Archive: September 18, 2023

Game of Steel: Steel Awards 2023 to celebrate the power of steel past, present and future

Nominations for this year’s Southern African Institute of Steel Construction (SAISC) Awards have featured in everything from local community newspapers to the Guinness Book of Records and have taken shape everywhere from Cape Town to West Africa.

The judging of almost 40 diverse nominated projects showcasing pioneering innovation and courageous design is complete, and planning for this year’s flagship event in Johannesburg on 19th October is rapidly gathering momentum. 

“This iconic annual steel industry event, which enables the Institute to promote the capabilities of steel – an infinitely diverse, resilient material of construction – provides an important platform for honouring the hard work of individuals and companies across the entire value chain,” says SAISC CEO Amanuel Gebremeskel.

Glamour and fun meet technology

Denise Sherman, SAISC Marketing and Management Consultant, says that although the red carpet event – commonly referred to as the ‘Oscars of the steel industry’ – will add some glamour, it is the ongoing hard work and innovation invested in the nominated and award-winning projects which will be the real drawcard.

Sherman says that the SAISC is expecting to host more than 750 industry attendees, at what promises to be a very colourful ‘dress up’ event, with its mediaeval Game of Thrones theme.

She hints that many popular aspects of former events have been retained – such as plenty of time for networking in the evening’s programme – however a few changes can be expected. These include fun elements such as prizes for the 3 best-dressed individuals; and one for the best-dressed table. 

This year’s Game of Thrones theme will not only add a fun element, taken as it is from the hit HBO series – but also highlights the importance of steel throughout the ages.

“Over thousands of years, few things had had as significant an impact on the development of the world as steel, which has effectively defined the way that people built structures, cultivated food, fought wars and travelled – to name but a few socio-political elements of life through the ages hallmarked by steel,” Sherman observes.

She adds that the entire process of nomination and presentation of projects has also been completely digitised this year, featuring an online template provided to assist with submissions to the SAISC’s recently revamped website. This has significantly improved the quality of entries this year.

□ □ □ □ □ □ □

- [SHORT EXERCISE A]:
Decide whether each statement agrees with the Steel Awards article, answering yes or no and quoting the deciding words: (i) The flagship event will take place in Cape Town. (ii) The SAISC expects to host more than 750 industry attendees. (iii) Prizes will go to the 5 best-dressed individuals.
- [SHORT EXERCISE B]:
Echo the stretch of the Steel Awards article from "She hints that" through "throughout the ages.", word for word.
Rely on the Steel Awards article alone.

- [AVAILABLE DATA]:

□ □ □ □ □ □ □

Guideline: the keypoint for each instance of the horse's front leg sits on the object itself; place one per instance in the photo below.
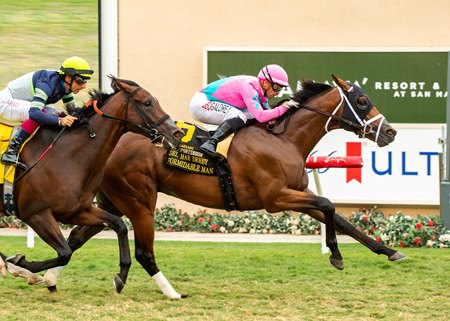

□ □ □ □ □ □ □

- [TASK OUTPUT A]:
(i) No: "flagship event in Johannesburg on 19th October"
(ii) Yes: "the SAISC is expecting to host more than 750 industry attendees"
(iii) No: "prizes for the 3 best-dressed individuals"

- [TASK OUTPUT B]:
She hints that many popular aspects of former events have been retained – such as plenty of time for networking in the evening’s programme – however a few changes can be expected. These include fun elements such as prizes for the 3 best-dressed individuals; and one for the best-dressed table. 

This year’s Game of Thrones theme will not only add a fun element, taken as it is from the hit HBO series – but also highlights the importance of steel throughout the ages.